# Selected excerpt:
**********
Monday, June 20, 2011

Bad Book

 
'There are a lot of people I have met who consider this a reference to [sic] sharks, which is a disaster. However well-written and advertised it was, it is a bad book. Sharks don't behave like that.' So said Jacques Cousteau of the novel Jaws in an interview with the Miami Herald in the 1970s. As an avid diver, Benchley had great admiration for Cousteau and it was the Frenchman's criticism of the book - above any others - that cut him to the quick. Even as late as 1999 in an online Time interview Benchley could not help raking over these coals. "I never met Cousteau," he said. "He spent a lot of time and energy criticizing Jaws and I wrote him once or twice, but he never wrote back." Benchley alludes to this unanswered correspondence in a letter he wrote to Spielberg, which is quoted in Carl Gottlieb's The Jaws Log.

In fact, the author came to regret the way his novel had demonised the Great White in the public imagination and he was later the first to admit that he had got some things wrong. "My research for the book was thorough and good, for the time. I read papers, watched all the documentaries, talked to all the experts [but not Cousteau]. I realize now, though, that I was very much a prisoner of traditional conceptions. And misconceptions."

Benchley did get some things right. The biological details - the shark's lack of a flotation bladder that compels it to always keep moving, the mucus-filled canals that send signals of water activity to its brain, the rows of triangular serrated teeth - these facts could have been copied out of National Geographic. Where Benchley got it seriously wrong was the way in which his shark behaves. This gross misconception comes to a head in the book's final chapter when Quint, purely on a hunch, orders Brody to start chumming and, almost immediately, the shark appears.

" 'He was waiting for us!" yelled Brody.
  'I know,' said Quint.
  'How did he -'
  'It don't matter,' said Quint. 'We've got him now.' "
**********
# Study material:

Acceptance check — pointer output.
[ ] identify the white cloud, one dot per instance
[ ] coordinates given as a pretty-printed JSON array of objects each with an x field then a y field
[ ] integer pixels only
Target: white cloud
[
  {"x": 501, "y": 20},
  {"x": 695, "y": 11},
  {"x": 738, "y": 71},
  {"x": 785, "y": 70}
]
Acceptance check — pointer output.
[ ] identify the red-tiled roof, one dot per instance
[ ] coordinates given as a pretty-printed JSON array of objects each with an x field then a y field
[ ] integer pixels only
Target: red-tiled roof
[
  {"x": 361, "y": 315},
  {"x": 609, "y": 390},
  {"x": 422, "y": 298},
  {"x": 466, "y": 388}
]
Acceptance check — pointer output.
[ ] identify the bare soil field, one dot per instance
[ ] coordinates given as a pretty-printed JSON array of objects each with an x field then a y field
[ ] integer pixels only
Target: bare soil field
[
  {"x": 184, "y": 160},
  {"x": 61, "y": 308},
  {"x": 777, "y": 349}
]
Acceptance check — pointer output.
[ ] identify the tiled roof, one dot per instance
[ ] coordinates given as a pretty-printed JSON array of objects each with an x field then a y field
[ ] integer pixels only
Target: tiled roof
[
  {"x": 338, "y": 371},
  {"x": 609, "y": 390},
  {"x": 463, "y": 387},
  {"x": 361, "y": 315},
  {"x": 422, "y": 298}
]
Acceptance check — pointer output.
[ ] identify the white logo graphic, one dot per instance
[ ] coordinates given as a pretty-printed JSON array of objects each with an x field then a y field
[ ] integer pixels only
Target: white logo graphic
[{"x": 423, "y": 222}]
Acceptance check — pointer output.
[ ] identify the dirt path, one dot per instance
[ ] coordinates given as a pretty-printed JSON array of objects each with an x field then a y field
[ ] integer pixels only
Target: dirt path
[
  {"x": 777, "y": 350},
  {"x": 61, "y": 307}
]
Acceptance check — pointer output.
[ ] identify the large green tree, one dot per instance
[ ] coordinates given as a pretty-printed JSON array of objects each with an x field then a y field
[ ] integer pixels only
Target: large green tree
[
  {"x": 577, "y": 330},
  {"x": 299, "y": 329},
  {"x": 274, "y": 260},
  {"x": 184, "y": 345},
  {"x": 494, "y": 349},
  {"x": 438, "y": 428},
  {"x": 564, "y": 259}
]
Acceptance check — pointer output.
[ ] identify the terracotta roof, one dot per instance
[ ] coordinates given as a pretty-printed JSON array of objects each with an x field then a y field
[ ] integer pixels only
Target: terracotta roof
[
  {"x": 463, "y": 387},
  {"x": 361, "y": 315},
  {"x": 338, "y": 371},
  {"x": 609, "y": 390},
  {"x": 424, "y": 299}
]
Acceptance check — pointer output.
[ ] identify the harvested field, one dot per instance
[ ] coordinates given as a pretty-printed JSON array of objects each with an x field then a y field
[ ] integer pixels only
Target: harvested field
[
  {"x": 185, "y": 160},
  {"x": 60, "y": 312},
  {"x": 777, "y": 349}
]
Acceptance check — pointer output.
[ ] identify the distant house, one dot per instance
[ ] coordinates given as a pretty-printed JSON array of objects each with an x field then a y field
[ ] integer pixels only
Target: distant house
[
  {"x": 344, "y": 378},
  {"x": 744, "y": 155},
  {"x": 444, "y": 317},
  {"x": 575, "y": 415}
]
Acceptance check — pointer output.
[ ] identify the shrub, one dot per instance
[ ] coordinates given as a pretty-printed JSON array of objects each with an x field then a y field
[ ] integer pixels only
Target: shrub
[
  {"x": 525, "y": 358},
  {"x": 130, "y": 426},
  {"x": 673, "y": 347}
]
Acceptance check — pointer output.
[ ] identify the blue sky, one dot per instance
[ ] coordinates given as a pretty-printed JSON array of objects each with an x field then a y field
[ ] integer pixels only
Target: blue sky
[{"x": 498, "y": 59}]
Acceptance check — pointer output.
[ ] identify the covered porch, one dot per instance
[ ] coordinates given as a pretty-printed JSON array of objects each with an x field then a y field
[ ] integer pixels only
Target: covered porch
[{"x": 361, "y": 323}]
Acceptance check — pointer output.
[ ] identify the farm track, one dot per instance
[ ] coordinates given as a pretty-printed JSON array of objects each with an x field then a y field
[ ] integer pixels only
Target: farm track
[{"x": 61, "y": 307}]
**********
# Exercise:
Please repeat the post on Jaws, beginning at the words "Monday, June 20, 2011" and stopping after "The Jaws Log.", and switch "interview" to "conversation" throughout that part. None of these rows relate to the post on Jaws.

# Written solution:
Monday, June 20, 2011

Bad Book

 
'There are a lot of people I have met who consider this a reference to [sic] sharks, which is a disaster. However well-written and advertised it was, it is a bad book. Sharks don't behave like that.' So said Jacques Cousteau of the novel Jaws in an conversation with the Miami Herald in the 1970s. As an avid diver, Benchley had great admiration for Cousteau and it was the Frenchman's criticism of the book - above any others - that cut him to the quick. Even as late as 1999 in an online Time conversation Benchley could not help raking over these coals. "I never met Cousteau," he said. "He spent a lot of time and energy criticizing Jaws and I wrote him once or twice, but he never wrote back." Benchley alludes to this unanswered correspondence in a letter he wrote to Spielberg, which is quoted in Carl Gottlieb's The Jaws Log.